**Required work**
From the line with "Would you mind pointing at the pink sneaker" onward, reproduce each line of the entries exactly, ending at the last one, and add nothing.

(Stored data entries)

=== Section Start ===

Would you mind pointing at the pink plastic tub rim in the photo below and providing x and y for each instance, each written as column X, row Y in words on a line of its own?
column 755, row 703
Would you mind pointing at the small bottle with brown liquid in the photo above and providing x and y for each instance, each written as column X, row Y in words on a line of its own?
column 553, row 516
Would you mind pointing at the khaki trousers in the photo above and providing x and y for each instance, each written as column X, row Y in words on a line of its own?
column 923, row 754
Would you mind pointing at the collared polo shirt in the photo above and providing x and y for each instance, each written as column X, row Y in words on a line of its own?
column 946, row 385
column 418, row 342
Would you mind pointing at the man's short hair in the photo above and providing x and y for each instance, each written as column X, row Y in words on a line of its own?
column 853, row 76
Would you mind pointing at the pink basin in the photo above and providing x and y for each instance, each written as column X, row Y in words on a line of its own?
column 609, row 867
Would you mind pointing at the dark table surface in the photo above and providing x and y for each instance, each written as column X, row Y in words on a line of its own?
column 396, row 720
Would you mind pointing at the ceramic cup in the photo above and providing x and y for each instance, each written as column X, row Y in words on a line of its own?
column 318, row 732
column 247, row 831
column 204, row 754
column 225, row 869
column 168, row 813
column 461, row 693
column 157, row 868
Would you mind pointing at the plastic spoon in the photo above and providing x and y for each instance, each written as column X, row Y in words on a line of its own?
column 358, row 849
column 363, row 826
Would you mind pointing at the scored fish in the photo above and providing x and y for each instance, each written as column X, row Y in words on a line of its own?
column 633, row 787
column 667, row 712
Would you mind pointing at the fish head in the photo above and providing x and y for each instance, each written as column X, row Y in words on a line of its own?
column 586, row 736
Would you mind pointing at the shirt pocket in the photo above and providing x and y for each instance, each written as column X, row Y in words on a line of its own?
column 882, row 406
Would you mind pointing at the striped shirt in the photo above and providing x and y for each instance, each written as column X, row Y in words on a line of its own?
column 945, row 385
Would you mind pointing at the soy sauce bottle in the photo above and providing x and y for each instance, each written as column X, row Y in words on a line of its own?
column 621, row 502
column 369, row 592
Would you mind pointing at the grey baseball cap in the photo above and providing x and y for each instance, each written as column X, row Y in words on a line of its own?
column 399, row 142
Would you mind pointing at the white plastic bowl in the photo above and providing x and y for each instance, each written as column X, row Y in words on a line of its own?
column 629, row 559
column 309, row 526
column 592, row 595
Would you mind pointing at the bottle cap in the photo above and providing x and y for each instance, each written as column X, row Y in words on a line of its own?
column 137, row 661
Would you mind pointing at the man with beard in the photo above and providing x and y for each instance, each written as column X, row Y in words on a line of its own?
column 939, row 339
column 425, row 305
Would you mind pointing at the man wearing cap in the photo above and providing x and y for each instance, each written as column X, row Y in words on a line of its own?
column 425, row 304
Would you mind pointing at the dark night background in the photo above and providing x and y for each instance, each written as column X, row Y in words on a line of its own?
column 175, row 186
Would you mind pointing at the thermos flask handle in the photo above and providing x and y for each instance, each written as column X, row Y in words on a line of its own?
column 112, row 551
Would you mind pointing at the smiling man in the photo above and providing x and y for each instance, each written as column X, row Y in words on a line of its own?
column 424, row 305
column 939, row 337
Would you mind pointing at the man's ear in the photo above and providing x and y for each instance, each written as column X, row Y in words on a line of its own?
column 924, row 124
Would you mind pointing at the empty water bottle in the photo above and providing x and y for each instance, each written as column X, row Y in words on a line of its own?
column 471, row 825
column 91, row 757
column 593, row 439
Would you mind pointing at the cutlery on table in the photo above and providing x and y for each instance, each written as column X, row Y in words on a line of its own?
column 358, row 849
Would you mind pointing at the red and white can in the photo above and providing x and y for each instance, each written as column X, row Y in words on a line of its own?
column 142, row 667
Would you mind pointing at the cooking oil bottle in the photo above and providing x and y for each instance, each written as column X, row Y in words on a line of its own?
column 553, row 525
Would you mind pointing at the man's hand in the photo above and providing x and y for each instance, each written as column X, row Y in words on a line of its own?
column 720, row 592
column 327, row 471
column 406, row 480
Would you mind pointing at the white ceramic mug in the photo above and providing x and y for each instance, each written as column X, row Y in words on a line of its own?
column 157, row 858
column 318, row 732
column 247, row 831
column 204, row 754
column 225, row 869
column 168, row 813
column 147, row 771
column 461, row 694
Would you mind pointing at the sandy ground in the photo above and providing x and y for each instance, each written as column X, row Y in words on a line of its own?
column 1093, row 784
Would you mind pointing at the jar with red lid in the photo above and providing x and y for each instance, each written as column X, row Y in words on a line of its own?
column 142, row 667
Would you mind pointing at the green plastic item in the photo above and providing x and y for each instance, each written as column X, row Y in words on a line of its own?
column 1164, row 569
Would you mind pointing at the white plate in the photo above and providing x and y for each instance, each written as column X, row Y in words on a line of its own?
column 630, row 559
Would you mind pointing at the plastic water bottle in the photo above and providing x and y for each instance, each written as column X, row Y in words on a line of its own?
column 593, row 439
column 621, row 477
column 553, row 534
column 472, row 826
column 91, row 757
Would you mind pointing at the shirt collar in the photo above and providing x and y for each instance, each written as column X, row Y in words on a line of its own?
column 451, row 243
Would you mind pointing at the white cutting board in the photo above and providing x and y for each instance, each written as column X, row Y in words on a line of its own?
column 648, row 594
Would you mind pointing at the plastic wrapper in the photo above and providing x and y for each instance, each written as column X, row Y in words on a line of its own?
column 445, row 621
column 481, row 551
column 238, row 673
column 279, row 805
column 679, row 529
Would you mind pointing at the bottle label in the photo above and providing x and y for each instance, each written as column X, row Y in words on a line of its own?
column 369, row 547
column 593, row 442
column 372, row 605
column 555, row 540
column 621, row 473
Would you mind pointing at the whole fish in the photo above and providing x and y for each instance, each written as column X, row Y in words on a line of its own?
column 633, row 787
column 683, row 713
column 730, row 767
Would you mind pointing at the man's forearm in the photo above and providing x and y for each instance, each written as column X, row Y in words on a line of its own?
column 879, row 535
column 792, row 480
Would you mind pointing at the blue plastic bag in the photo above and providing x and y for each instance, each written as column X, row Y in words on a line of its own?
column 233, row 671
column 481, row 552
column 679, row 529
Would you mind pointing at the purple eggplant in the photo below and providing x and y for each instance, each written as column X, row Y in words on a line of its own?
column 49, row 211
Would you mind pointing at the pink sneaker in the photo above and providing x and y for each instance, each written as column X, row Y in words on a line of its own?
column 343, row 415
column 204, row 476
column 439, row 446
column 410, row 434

=== Section End ===

**Exercise solution**
Would you mind pointing at the pink sneaker in the photo above and providing x and y for each instance, each written as column X, row Y in words on a line of its own?
column 343, row 415
column 204, row 476
column 439, row 446
column 410, row 434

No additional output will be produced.